---- SUPPLIED DATA

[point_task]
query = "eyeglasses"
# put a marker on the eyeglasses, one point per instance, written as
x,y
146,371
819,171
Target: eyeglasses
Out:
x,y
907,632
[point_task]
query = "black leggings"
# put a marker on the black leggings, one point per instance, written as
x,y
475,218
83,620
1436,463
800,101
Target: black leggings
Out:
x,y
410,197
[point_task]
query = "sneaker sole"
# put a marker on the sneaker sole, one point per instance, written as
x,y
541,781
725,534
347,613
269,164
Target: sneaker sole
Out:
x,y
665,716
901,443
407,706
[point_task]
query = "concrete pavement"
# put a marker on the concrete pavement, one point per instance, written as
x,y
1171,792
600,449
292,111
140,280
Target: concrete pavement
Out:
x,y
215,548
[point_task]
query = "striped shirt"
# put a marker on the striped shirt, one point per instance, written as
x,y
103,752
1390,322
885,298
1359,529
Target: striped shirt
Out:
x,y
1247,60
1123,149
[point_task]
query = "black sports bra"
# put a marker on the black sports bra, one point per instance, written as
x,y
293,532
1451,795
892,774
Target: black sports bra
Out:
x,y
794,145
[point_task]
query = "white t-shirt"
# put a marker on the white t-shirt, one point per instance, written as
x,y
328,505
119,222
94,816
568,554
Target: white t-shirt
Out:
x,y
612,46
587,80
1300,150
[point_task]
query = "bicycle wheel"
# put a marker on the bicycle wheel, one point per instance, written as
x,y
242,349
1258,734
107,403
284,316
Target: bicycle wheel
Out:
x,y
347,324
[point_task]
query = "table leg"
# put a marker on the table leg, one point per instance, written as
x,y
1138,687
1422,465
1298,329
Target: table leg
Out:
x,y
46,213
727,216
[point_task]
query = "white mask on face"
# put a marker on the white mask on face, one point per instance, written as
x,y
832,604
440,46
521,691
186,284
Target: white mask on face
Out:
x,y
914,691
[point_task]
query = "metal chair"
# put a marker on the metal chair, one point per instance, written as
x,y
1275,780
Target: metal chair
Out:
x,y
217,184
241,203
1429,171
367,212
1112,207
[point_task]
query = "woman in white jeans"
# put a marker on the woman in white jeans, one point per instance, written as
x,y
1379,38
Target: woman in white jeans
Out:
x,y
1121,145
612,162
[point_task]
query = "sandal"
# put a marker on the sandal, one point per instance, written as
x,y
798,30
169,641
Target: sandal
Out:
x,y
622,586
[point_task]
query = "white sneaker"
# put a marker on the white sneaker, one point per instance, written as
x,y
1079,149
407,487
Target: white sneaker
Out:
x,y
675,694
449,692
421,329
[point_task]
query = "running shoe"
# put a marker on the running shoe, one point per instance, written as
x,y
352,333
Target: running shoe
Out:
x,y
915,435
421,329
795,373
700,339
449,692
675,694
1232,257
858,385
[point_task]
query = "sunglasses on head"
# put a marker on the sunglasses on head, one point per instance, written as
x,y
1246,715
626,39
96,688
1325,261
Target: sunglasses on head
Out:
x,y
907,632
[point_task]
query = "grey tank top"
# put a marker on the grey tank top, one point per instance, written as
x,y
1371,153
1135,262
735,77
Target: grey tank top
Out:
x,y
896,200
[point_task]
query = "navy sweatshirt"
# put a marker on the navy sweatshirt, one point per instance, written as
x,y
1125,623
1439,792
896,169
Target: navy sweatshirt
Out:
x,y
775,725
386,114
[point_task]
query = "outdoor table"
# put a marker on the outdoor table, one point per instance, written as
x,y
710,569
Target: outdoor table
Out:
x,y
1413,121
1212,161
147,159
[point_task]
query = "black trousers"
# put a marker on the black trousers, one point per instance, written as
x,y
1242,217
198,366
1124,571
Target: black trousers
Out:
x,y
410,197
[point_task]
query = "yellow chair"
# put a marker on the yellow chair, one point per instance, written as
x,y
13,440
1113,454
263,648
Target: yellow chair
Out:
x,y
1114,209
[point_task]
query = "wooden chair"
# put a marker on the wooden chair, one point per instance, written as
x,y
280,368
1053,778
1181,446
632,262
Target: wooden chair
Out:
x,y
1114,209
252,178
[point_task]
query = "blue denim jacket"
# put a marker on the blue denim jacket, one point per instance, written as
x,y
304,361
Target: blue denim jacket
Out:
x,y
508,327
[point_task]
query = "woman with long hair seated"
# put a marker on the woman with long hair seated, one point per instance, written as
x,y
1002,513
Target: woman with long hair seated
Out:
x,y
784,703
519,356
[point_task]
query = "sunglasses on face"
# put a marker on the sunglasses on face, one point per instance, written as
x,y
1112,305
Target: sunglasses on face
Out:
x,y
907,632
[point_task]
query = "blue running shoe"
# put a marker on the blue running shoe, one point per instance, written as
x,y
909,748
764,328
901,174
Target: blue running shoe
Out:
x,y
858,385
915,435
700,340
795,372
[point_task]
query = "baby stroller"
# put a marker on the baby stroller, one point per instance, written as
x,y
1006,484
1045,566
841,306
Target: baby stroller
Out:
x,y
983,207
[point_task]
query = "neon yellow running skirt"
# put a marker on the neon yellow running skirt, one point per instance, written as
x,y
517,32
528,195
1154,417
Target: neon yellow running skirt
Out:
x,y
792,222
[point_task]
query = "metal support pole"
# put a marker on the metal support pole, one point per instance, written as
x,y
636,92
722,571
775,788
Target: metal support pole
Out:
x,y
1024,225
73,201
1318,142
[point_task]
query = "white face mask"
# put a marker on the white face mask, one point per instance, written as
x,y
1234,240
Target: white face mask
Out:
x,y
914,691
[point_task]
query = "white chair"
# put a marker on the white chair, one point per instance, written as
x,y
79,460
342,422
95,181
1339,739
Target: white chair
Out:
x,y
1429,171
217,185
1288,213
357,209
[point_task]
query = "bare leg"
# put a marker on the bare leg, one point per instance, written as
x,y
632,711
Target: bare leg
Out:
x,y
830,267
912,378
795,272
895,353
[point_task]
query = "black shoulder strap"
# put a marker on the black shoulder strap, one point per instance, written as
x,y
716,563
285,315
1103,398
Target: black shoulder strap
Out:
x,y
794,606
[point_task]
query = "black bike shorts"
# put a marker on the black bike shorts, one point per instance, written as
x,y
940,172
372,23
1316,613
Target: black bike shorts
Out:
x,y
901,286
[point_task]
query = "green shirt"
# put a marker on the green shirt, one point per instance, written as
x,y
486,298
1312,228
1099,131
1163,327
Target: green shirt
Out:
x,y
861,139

--------

AIM OF THE EXERCISE:
Each line above must be reproduced exactly as it stands.

EXPECTED ANSWER:
[point_task]
query = "eyeglasses"
# put a marker on the eyeglasses, one point per instance, written as
x,y
146,371
819,171
Target: eyeglasses
Out:
x,y
907,632
[point_task]
query = "black leggings"
# put a marker on the black leggings, one point per instance, written as
x,y
475,218
83,620
1436,463
800,101
Target: black leggings
Out:
x,y
410,197
[point_task]
query = "sneaker sole"
# put a marker on the sneaker sole, one point per instance, written as
x,y
541,781
725,534
347,613
269,164
Target: sneaker sole
Out:
x,y
665,716
901,443
407,706
[point_task]
query = "concrete pavement"
# put a marker on the concrete pavement, one point per instance, written as
x,y
1171,792
600,449
292,111
140,280
Target: concrete pavement
Out:
x,y
215,548
[point_task]
query = "striped shirt"
# put a marker on the striped shirt, one point per instance, written as
x,y
103,752
1390,322
885,298
1359,529
Target: striped shirt
Out:
x,y
1247,60
1123,149
[point_task]
query = "black sports bra"
# put a marker on the black sports bra, one point per instance, written as
x,y
293,532
1451,795
892,774
Target: black sports bra
Out:
x,y
794,145
[point_task]
query = "white t-shirt"
# put a marker on the white t-shirt, one point per instance, written as
x,y
328,505
119,222
94,816
568,554
Target: white t-shirt
Out:
x,y
612,46
587,80
1300,150
[point_task]
query = "bicycle wheel"
# put a marker on the bicycle wheel, one point per instance, written as
x,y
242,349
1258,734
107,403
284,316
Target: bicycle wheel
Out:
x,y
347,324
[point_task]
query = "table leg"
# put a marker on the table leg, one point per instance, written as
x,y
1138,687
1422,465
1298,329
Target: table leg
Out:
x,y
46,213
727,216
[point_task]
query = "white mask on face"
# put a marker on the white mask on face, one point per instance, written as
x,y
832,604
440,46
521,691
186,284
Target: white mask on face
Out:
x,y
914,691
[point_task]
query = "metal chair"
# put a marker on the metal chair, one point per instance, written as
x,y
1275,780
Target: metal chair
Out:
x,y
217,184
241,203
1429,171
367,212
1112,207
[point_task]
query = "woman in white jeans"
# put a marker on the woman in white jeans, one point per instance, written as
x,y
1379,38
Target: woman in white jeans
Out:
x,y
1121,145
612,162
[point_task]
query = "sandal"
# put a marker on the sandal, one point per instance, written as
x,y
798,30
169,641
Target: sandal
Out:
x,y
622,586
[point_task]
query = "white sneaker"
# put a marker on the white sneaker, one point per instance, written as
x,y
1079,149
407,487
Target: white sneaker
Out:
x,y
675,694
449,692
421,329
[point_task]
query = "running shoe"
# put a marker on the running shoe, one point per instance, written as
x,y
352,333
Target: running shoe
Out:
x,y
915,435
421,329
795,373
700,339
449,692
675,694
1232,257
858,385
[point_task]
query = "sunglasses on head"
# put a marker on the sunglasses on head, one point per instance, written as
x,y
1246,715
626,39
96,688
1325,261
Target: sunglasses on head
Out:
x,y
907,632
[point_task]
query = "grey tank top"
# put a marker on the grey tank top, one point per instance, written as
x,y
1371,153
1135,262
735,77
Target: grey tank top
Out:
x,y
896,200
[point_task]
query = "navy sweatshirt"
# put a marker on the navy sweatshirt, one point per instance, written as
x,y
1125,623
1439,792
896,169
Target: navy sweatshirt
Out:
x,y
775,725
386,114
[point_task]
query = "outdoor table"
# put a marker on the outdoor table, one point per instance, written as
x,y
710,569
Target: outdoor table
Out:
x,y
1413,121
1212,161
147,159
[point_task]
query = "black trousers"
# put a marker on the black trousers, one point per instance, written as
x,y
1242,217
198,366
1124,571
Target: black trousers
Out:
x,y
410,197
[point_task]
query = "yellow chair"
# put a marker on the yellow chair, one point per instance, written as
x,y
13,440
1113,454
263,648
Target: yellow chair
Out:
x,y
1114,209
[point_task]
query = "wooden chair"
# put a marker on the wooden chair, one point per instance, written as
x,y
280,368
1053,778
1181,446
632,262
Target: wooden chair
Out:
x,y
1114,209
252,178
[point_task]
query = "blue denim jacket"
# put a marker on the blue denim jacket, one point per instance, written as
x,y
304,361
Target: blue denim jacket
Out:
x,y
508,327
[point_task]
query = "woman with long hair seated"
# put a marker on the woman with long hair seated, one point per instance, written as
x,y
1002,513
Target: woman with long hair seated
Out:
x,y
784,703
519,356
[point_task]
query = "sunglasses on face"
# put a marker on the sunglasses on face, one point per instance, written as
x,y
1112,305
Target: sunglasses on face
Out:
x,y
907,632
[point_task]
query = "blue running shoe"
# put a marker on the blue running shoe, one point per instance, written as
x,y
909,748
764,328
901,174
Target: blue running shoe
Out:
x,y
858,385
915,435
700,340
795,372
[point_task]
query = "baby stroller"
# put a marker on the baby stroller, one point per instance, written as
x,y
1006,484
1045,566
841,306
Target: baby stroller
Out:
x,y
983,207
[point_task]
query = "neon yellow running skirt"
# put a marker on the neon yellow running skirt, one point per instance, written as
x,y
517,32
528,195
1154,417
Target: neon yellow running skirt
Out:
x,y
792,222
[point_task]
query = "metal support pole"
# put a marker on the metal support pole, one point per instance, written as
x,y
636,92
722,571
775,788
Target: metal support pole
Out:
x,y
1024,225
73,201
1318,142
[point_task]
query = "white face mask"
# put a marker on the white face mask, one point per instance, written as
x,y
1234,240
Target: white face mask
Out:
x,y
914,691
[point_task]
query = "white chair"
# put a marker on the white chair, one point per instance, written as
x,y
79,460
342,422
95,181
1339,739
Target: white chair
Out:
x,y
1429,171
217,185
1288,213
357,209
[point_task]
query = "bare leg"
# put a marker on the bare leg, one point per instance, written as
x,y
632,711
Target: bare leg
Out:
x,y
830,267
912,378
795,272
895,353
[point_task]
query = "black shoulder strap"
# put a marker on the black shoulder strap, one point per instance, written as
x,y
716,563
285,315
1103,398
Target: black shoulder strap
Out:
x,y
794,606
[point_task]
query = "black bike shorts"
# put a marker on the black bike shorts, one point per instance, written as
x,y
940,172
372,23
1316,613
Target: black bike shorts
Out:
x,y
901,286
[point_task]
query = "green shirt"
# put a marker on the green shirt, one point per instance, written as
x,y
486,298
1312,228
1099,131
1163,327
Target: green shirt
Out:
x,y
861,139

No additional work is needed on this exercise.